Fine cocoa, Latin America's jewel
Nine countries of Latin America make up the Latin American Cocoa Foundation, to strengthen the cocoa sector's competitiveness in the region, which is currently responsible for 80 percent of the prime production globally.
Among the abundant natural resources that may be found in Latin America, fine flavor cocoa stands out for its rarity and originality. It is the most select cocoa offered by international markets, and one that the most discerning palates may savor.
Currently, the region is responsible for 80 percent of the global production of this type of cocoa, and considering that nine out of ten cocoa businesses are held by small producers, we are looking at an opportunity to encourage sustainable development models that promote inclusive trade and best practices in agro-forestry, in addition to innovations to diversify the supply of cocoa in the food, cosmetic, and phyto-pharmaceutical industries.
Guided by CAF, the Latin American Cocoa Initiative (ILAC, for its acronym in Spanish) was created within this scenario. It includes the main Latin American producers of fine flavour cocoa to encourage productivity, promote sustainable green businesses, and boost a regional development strategy for this emblematic product in national and international markets.
The initiative, which in its first stage includes Mexico, Panama, Dominican Republic, Colombia, Ecuador, Peru, Brazil, Costa Rica, and Bolivia, also expects to improve the management, administration, and structures of the organizations of small producers. At the same time, these improvements must facilitate access to new lines of financing, identify products with value added that may be created in the industry, and promote environmental best practices in the cocoa sector.
Ligia Castro, CAF's Director of Environment and Climate Change, stated that "the production of cocoa directly and indirectly promotes economic inclusion and improves the life conditions of more than three million people. With this initiative, we intend to turn cocoa into a catalyzing and integrating element of opportunities for the exchange of knowledge, traditions, cultures, identities, and experiences in the region of the producing populations".

• **Information supplied**
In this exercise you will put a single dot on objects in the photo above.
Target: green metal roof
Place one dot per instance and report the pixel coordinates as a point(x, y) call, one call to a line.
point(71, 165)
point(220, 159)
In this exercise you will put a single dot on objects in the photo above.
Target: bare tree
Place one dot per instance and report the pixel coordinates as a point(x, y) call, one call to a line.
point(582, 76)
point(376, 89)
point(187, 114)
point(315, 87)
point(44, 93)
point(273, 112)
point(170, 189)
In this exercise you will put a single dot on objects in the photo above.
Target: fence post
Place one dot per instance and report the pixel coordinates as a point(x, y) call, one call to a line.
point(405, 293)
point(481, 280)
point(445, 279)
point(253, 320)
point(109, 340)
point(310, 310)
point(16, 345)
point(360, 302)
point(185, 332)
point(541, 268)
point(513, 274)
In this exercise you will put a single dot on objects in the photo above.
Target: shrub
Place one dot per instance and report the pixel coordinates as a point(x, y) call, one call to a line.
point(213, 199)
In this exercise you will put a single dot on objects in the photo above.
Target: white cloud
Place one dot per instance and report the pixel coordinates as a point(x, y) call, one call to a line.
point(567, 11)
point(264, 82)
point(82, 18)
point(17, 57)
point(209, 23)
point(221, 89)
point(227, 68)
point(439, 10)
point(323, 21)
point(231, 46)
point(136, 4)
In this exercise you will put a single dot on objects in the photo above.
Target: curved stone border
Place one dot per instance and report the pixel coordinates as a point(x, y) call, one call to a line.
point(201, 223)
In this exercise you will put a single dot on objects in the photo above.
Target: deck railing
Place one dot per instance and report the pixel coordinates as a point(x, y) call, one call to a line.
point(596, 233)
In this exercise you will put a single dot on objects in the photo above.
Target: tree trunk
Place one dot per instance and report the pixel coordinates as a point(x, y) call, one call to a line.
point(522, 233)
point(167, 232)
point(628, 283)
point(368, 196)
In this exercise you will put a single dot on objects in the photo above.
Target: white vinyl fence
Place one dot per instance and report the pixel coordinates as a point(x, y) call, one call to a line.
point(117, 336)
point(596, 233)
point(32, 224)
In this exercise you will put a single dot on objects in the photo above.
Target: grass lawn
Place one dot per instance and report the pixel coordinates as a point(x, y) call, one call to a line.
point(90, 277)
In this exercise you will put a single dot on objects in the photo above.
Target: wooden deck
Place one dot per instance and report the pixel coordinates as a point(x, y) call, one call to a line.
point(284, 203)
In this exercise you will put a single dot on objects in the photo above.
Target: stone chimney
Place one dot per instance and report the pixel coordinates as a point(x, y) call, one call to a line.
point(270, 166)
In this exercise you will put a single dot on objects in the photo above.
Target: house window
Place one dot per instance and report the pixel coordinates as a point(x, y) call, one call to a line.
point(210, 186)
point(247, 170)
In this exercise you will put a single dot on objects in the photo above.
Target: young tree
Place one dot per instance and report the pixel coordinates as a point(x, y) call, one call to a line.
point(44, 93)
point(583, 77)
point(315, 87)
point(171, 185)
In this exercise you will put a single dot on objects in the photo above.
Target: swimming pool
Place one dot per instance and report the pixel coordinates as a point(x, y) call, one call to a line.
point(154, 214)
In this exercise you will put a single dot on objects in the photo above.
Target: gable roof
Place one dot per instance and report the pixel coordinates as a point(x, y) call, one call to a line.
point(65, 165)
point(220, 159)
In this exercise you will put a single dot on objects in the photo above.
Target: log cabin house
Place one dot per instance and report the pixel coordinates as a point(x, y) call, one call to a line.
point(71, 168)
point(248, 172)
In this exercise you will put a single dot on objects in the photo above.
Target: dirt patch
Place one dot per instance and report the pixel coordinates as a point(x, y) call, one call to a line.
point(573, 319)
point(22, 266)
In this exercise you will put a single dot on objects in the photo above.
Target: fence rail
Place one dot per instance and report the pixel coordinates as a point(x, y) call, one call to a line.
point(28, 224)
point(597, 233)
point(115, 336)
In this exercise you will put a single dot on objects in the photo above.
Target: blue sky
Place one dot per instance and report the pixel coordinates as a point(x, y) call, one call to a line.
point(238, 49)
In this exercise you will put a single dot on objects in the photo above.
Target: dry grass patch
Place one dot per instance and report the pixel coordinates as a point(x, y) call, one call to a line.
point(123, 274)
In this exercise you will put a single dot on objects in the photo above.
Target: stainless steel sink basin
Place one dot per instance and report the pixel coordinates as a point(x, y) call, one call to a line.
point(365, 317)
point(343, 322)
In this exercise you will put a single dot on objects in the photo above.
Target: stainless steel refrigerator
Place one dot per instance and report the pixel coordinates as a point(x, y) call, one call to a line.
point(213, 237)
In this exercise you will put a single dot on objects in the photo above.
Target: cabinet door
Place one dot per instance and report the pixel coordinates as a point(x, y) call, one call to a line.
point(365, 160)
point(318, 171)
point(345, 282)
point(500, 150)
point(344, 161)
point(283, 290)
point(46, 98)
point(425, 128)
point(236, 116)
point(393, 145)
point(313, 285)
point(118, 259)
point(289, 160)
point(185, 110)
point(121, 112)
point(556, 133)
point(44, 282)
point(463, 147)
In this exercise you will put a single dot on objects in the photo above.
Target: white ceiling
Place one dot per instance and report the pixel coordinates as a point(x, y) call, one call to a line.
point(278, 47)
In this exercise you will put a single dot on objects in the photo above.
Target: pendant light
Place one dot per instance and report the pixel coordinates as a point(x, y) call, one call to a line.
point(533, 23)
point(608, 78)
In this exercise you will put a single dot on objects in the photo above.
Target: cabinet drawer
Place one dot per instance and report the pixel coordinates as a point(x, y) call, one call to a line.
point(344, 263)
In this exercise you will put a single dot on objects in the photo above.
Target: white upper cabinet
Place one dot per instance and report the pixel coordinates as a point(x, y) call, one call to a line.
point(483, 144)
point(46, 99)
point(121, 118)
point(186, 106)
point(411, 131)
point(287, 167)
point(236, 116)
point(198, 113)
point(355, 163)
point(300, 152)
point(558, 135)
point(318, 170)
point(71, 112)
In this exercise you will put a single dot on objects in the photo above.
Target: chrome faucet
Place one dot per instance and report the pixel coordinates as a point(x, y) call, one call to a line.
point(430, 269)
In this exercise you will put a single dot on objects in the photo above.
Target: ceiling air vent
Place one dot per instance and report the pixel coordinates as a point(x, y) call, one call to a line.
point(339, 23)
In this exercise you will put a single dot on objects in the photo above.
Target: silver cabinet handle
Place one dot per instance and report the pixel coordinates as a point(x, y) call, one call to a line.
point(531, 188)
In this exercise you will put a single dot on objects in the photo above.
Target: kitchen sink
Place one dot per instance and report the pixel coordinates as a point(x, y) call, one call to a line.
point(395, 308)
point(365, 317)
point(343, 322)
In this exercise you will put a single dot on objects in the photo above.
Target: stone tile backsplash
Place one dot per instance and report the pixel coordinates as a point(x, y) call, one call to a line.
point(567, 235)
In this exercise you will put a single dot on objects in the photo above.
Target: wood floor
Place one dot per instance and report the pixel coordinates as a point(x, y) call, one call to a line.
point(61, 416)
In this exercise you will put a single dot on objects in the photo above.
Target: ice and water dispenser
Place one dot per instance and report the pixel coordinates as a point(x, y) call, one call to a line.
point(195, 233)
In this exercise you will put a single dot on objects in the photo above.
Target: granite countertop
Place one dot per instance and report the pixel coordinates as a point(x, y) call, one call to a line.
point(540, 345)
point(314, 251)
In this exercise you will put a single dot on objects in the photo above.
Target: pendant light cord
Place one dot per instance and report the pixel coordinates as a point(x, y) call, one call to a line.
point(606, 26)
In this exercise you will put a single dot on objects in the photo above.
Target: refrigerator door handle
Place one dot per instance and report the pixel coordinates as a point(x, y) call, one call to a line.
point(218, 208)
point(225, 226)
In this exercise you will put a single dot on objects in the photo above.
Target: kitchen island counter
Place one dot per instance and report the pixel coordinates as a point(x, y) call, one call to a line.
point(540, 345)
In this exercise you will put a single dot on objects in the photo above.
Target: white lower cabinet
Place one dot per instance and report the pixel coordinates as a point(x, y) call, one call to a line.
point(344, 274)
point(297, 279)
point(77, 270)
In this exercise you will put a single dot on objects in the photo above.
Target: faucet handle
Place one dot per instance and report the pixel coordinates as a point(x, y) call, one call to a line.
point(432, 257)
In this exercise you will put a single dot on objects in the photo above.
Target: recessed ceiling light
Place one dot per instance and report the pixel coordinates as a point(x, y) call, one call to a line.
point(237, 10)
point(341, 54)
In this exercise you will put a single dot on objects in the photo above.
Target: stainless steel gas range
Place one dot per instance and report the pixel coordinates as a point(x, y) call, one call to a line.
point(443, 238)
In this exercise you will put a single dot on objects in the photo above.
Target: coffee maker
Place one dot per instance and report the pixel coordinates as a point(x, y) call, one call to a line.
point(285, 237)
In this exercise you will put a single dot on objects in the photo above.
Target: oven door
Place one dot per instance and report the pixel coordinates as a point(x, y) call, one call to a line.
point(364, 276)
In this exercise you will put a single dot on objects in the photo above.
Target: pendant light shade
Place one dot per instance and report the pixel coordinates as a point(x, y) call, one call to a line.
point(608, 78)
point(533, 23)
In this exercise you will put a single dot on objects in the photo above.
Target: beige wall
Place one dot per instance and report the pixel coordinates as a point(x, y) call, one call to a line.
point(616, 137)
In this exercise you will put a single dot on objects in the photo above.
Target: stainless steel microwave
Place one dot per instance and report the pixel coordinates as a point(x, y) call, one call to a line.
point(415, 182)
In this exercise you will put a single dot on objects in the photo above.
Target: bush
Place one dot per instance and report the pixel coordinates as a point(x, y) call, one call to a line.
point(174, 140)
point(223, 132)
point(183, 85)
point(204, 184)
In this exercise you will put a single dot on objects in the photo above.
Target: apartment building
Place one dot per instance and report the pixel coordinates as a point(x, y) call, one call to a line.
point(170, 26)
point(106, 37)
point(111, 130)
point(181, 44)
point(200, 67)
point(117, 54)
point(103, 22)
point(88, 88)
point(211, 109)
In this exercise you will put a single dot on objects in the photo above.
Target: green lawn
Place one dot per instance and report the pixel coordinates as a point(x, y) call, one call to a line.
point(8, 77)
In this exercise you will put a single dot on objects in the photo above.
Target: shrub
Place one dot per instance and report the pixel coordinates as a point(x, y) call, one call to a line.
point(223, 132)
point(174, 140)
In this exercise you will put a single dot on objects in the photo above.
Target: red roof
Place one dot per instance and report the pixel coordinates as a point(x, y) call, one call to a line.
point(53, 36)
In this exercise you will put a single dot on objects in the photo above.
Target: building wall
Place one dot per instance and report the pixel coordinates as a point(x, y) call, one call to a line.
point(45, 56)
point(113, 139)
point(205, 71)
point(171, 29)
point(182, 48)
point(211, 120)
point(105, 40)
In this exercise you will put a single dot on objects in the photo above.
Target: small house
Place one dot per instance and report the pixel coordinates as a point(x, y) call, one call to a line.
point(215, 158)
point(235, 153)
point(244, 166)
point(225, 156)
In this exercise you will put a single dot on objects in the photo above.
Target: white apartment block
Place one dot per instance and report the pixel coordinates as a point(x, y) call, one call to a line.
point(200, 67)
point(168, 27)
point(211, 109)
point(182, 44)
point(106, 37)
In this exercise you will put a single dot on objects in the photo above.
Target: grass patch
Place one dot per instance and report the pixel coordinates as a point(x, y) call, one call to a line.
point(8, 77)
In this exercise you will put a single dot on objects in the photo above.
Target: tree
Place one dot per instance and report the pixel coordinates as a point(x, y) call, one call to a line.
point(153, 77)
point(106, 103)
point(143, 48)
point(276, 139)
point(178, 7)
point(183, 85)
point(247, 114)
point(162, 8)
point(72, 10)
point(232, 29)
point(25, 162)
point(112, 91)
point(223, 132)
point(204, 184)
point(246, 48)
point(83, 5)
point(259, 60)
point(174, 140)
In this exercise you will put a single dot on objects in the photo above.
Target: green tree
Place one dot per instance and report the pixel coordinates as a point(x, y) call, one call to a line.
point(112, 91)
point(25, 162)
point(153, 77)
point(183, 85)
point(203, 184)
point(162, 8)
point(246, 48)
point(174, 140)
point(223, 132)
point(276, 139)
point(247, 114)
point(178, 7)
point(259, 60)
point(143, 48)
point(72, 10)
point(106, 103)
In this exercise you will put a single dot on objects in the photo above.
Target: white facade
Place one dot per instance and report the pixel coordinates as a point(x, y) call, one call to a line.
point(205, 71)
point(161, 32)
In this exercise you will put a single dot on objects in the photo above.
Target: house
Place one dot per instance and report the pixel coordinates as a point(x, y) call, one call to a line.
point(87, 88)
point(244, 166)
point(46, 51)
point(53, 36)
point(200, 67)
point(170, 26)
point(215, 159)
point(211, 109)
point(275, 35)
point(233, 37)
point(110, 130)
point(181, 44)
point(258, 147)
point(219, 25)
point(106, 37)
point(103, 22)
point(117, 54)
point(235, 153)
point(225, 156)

• **Exercise instructions**
- a) Reproduce the part of the article on Latin American fine cocoa starting at "Fine cocoa, Latin" and ending at "prime production globally.".
- b) Carry on the article on Latin American fine cocoa from its last sentence.

• **Activity answers**
- a)
Fine cocoa, Latin America's jewel
Nine countries of Latin America make up the Latin American Cocoa Foundation, to strengthen the cocoa sector's competitiveness in the region, which is currently responsible for 80 percent of the prime production globally.

- b)
Castro adds that the project, which seeks to close the productive gaps of knowledge and technology, will favor the entry of Latin American cocoa to markets that prioritize biotrade and quality supply. In addition, it will offer an opportunity to support the countries of the region in the development of a prime cocoa market that, as a result of its unique characteristics in terms of flavor and aroma, may be marketed outside the raw materials market with higher values than bulk cocoa.
In any case, the region faces a series of challenges so that these projections may become a reality. Among the most important are the following:
- Improve the income of small producers through agricultural and environmental best practices so that comprehensive opportunities may materialize in the development of the agroforestry system.
- Develop national markets and improve access conditions to international markets.
- Scientific research applied to diversification and value added of the supply, promoting new applications of cocoa for the cosmetic, pharmaceutical, industrial, and food industries.
- Application of biotrade ethical practices , adding value to the reputation and quality of the regional supply.
- Access to timely and adequate financing.
- Modern norms to facilitate compliance with international regulations, applied scientific research, and competitiveness.
The promising market of fine cocoa
Currently, a ton of bulk cocoa has an average value that ranges between USD 3,100 and 3,500 per ton. The price of Latin American fine flavour cocoa ranges between USD 3,500 and 10,000 per ton. These values show the potential of sustainable businesses framed within this denomination of cocoa.
In addition, the conventional cocoa market has also experienced great dynamism in past years. Between 2014 and 2015, world cocoa production reached 4,192 million tons: Africa produced 72 percent, Latin America 18 percent, and Asia and Oceania 10 percent.
Considering that between 80 and 90 percent of the world cocoa production is based on low scale family activities, the region faces the opportunity to address a double crossroad: stimulate the economy, while at the same time promoting entrepreneurial activities that generate a product through the sustainable use of the native biodiversity of the countries.
In this respect, ILAC is also called to stimulate a new generation of green businesses that contribute with the region's sustainable development agenda with best environmental, social, and economic practices.